## Extract
Coarse-graining the parameters in the in-plane energy equation is more complicated. One way to accomplish this is using a mean-field argument, which is a way of estimating the properties of the network by ignoring the correlations between vertices. That is, estimate the physics of the whole network from that of a single vertex! Using this approach, you can derive expressions for the shear modulus (the ratio of shear stress to shear strain) and the bulk modulus (the resistance of the membrane to compression). This method provides a handy way to coarse-grain the persistence length, as well, since in this mean-field argument the shear and bulk moduli are unchanged from their fine-grained values if the ratio of the equilibrium to the maximum length is fixed. The persistence length can then be systematically adjusted as the product of the original persistence length with the ratio of the fine to the coarse grained equilibrium lengths.

Taken together, this gives us a framework for extracting a complete set of parameters for the model at any level of coarse-graining. Of course, although you can extract effective parameters for an arbitrary level of coarseness, this approach won't be useful if you pick a vertex number of, say, 3. So how far can you take this approach, exactly, before you lose the ability to describe the cell deformation meaningfully? The most straightforward way to answer this, as well as to assess how useful this procedure is in general, is to just brute-force the question (AKA heave a big pile of simulations at your hapless cluster and spend a week drunk and high with a giddy pack of scantily-clad valley girl strippers in Vegas as your data collects itself, not that I would ever do that of course). So, cheap suits and bowls of cocaine at the ready, the authors run a bunch of simulations and discover...the lower limit is about 100 vertices. Below that, the simulated deviations in the cell's axial and transverse diameters become more pronounced. Here's a snapshot of their data:



The plot shows both axial and transverse force-displacement curves. The black diamonds are experimental data points, whereas the solid colored lines represent simulation results at different levels of coarseness (blue line: 23867 points, red: 5000, green: 500, magenta: 100). Except for the magenta axial (lower) curve, the simulated curves are in relatively good agreement with the experimental results. The inset gives an idea of how sensitive their model is to the way they adjusted the persistence length. All the curves except the magenta curve use the adjustment procedure described by the authors; the magenta curve retains the fine-grained value for the persistence length, and as you can see, the results are nothing like the desired linear relation!

## Available data
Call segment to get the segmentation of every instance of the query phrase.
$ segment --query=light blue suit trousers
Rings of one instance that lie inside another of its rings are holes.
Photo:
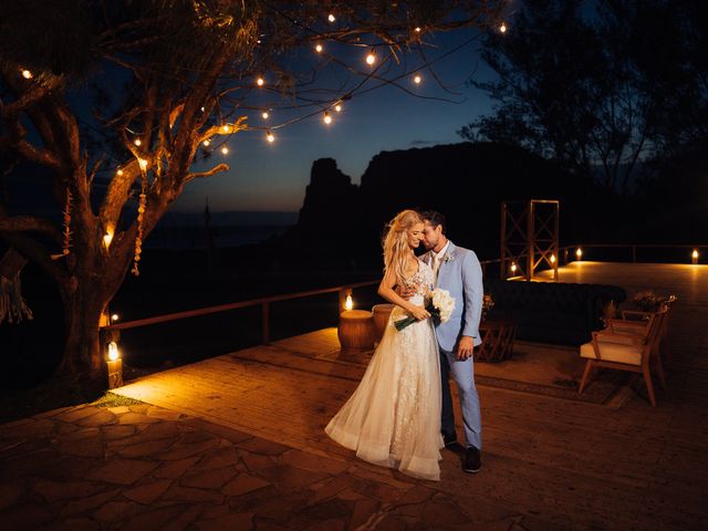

## Brief A
Check each statement against the coarse-graining passage above. Mark each (i), (ii), (iii) yes or no, and quote the words from the passage that decide it.
(i) The mean-field argument ignores the correlations between vertices.
(ii) The simulations put the lower limit at about 500 vertices.
(iii) In the plot, the black diamonds show simulation results.
## Brief B
According to the coarse-graining passage, how many points does the red line in the plot stand for?
## Brief C
Carry on the coarse-graining passage above, starting after its last sentence.

## Your response A
(i) Yes: "by ignoring the correlations between vertices"
(ii) No: "the lower limit is about 100 vertices"
(iii) No: "The black diamonds are experimental data points"

## Your response B
5000 points.

## Your response C
So, this is interesting because it shows that their coarse-graining procedure produces results that are comparable to the much more computationally intensive fine-grained model, and fast is always good, of course, because faster = more time to tweak = less power used = less money used, etc. But the real value here is in using the coarse-grained model to do flow simulations of RBCs in circulation. They do this using the dissipative particle dynamics (DPD) method, which is a way of describing clusters of molecules moving together in a flow. The RBC and surrounding fluid are both modeled as DPD particles, and their interactions are modeled using soft quadratic potentials. The flow domain (the simulated capillary) is a tube 10 microns in diameter. The RBC starts out immersed in the fluid, at rest, in the middle of the tube, and then they watch the flow simulation develop. The deformation sequence for 500 vertices is shown below:



The 'parachute' shape observed in (c) is consistent with experimental observations, as well as is the ultimate restoration of the RBC's biconcave shape. They also simulated the behavior of the RBC in a shear flow, and confirmed that their simulations seemed to match experimental evidence.

Pretty neat, all in all. I still need to look into how DPD works (I have only the most general sense of the technique), as well as exactly how you do an optical tweezers experiment, since that data is kind of at the heart of all this!